----- TASK INPUTS -----

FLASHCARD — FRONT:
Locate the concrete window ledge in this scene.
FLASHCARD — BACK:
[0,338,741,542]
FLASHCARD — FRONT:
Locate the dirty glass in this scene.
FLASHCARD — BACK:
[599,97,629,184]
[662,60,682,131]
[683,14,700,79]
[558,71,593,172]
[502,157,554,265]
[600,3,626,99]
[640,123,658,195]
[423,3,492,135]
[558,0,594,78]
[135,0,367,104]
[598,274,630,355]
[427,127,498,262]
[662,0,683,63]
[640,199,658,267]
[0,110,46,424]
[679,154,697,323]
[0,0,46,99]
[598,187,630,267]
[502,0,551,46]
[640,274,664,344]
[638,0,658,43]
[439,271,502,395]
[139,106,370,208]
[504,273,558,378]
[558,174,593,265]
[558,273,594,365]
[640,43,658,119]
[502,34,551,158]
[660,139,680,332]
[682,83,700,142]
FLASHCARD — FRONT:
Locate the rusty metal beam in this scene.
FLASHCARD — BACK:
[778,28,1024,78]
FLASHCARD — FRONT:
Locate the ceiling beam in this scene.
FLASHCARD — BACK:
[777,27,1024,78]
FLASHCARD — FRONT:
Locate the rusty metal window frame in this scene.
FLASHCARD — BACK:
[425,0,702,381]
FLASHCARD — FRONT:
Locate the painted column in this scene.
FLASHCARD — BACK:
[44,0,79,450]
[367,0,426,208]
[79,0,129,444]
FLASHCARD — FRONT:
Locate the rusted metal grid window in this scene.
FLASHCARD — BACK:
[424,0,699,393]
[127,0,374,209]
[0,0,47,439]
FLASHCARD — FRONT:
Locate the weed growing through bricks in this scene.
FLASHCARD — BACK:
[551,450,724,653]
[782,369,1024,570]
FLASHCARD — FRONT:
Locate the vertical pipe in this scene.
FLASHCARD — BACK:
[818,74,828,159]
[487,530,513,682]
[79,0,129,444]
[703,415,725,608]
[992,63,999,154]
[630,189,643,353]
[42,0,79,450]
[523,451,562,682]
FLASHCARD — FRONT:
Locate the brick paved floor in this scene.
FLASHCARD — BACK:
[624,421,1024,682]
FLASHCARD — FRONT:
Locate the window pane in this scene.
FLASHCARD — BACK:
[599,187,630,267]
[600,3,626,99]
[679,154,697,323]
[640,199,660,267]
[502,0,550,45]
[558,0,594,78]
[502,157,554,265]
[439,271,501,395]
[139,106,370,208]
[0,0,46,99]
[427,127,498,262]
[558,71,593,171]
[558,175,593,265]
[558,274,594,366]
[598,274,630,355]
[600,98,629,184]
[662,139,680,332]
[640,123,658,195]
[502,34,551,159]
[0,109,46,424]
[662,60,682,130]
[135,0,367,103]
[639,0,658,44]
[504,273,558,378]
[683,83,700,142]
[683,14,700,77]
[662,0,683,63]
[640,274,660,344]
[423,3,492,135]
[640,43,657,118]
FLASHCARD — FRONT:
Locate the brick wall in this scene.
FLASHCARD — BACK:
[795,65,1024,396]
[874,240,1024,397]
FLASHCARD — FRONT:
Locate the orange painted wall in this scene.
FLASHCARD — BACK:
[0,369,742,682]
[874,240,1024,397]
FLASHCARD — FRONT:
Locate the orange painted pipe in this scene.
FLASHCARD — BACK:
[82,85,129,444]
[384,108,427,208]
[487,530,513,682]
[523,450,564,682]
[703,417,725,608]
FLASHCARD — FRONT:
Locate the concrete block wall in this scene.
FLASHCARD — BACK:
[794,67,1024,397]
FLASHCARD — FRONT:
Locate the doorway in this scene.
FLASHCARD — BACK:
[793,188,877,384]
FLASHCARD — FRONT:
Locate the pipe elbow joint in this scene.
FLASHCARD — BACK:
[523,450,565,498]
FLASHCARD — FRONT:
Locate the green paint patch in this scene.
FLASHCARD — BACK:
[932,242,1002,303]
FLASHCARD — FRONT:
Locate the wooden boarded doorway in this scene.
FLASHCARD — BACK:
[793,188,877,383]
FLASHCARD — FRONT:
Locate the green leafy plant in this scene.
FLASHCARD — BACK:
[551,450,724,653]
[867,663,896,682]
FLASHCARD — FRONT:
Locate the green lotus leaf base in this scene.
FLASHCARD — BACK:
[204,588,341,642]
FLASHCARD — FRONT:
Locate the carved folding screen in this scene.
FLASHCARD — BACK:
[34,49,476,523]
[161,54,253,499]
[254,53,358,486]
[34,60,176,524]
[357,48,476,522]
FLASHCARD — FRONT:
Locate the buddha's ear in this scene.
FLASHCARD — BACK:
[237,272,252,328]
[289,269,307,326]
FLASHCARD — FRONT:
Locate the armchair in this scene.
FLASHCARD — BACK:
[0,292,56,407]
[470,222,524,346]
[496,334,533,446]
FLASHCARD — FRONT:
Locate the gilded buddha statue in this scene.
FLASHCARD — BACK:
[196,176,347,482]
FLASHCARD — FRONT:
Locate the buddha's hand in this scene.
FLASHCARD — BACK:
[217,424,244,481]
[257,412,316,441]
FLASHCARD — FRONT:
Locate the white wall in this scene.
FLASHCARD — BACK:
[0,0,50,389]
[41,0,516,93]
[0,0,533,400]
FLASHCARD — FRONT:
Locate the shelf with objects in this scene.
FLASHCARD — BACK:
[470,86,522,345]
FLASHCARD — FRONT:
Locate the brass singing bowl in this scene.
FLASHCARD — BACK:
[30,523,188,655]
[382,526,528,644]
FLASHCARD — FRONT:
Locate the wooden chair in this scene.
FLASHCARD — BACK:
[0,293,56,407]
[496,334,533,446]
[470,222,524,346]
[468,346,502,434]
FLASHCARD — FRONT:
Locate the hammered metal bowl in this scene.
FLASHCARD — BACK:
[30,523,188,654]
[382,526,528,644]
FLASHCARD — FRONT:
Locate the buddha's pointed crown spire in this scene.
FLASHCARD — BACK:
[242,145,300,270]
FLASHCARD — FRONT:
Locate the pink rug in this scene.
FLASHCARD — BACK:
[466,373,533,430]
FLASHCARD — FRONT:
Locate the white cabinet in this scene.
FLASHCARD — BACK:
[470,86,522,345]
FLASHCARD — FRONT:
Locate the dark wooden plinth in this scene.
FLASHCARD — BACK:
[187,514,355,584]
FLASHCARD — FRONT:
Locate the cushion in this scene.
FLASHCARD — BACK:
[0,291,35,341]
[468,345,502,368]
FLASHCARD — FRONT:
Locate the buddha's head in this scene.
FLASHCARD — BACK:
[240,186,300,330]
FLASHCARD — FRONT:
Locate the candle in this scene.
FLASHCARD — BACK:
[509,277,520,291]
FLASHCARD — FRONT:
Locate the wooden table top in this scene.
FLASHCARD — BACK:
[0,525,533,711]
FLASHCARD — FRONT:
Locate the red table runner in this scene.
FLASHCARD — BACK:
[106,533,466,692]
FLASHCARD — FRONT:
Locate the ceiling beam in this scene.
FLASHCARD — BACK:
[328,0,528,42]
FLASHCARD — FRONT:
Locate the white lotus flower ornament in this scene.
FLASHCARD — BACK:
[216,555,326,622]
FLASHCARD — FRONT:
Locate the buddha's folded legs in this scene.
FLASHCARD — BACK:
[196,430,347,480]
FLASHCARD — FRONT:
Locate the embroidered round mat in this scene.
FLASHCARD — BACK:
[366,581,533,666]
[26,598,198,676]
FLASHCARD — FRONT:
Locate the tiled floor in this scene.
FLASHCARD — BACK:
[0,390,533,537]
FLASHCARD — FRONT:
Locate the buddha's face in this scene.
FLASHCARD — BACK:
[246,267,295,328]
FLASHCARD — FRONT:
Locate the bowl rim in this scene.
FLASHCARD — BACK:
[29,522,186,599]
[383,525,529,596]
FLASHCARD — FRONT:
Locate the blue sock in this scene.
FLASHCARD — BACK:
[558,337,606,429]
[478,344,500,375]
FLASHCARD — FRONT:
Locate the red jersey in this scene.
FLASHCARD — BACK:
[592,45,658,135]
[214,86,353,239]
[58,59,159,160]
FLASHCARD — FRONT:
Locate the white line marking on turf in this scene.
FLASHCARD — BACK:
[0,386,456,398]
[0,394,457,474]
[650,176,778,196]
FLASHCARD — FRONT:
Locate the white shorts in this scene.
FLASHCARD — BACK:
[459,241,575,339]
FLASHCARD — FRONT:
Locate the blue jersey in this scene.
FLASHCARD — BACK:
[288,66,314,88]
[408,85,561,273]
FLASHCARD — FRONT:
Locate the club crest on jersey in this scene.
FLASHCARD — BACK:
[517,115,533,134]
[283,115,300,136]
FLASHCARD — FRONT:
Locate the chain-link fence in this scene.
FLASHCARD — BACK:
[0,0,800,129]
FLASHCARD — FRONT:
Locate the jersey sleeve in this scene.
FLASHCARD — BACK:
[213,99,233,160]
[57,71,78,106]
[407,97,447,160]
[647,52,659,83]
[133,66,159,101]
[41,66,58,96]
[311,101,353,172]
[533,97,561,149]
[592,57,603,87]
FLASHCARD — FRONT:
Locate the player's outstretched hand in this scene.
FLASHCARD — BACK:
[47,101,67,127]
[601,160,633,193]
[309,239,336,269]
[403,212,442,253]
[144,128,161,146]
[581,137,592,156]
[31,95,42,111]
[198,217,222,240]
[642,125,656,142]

-----

→ INSTRUCTIONS TO FOLLOW:
Count the lines in the records above that contain the string "buddha", matching case exactly, and give only that number.

→ RESULT OF THE TASK:
7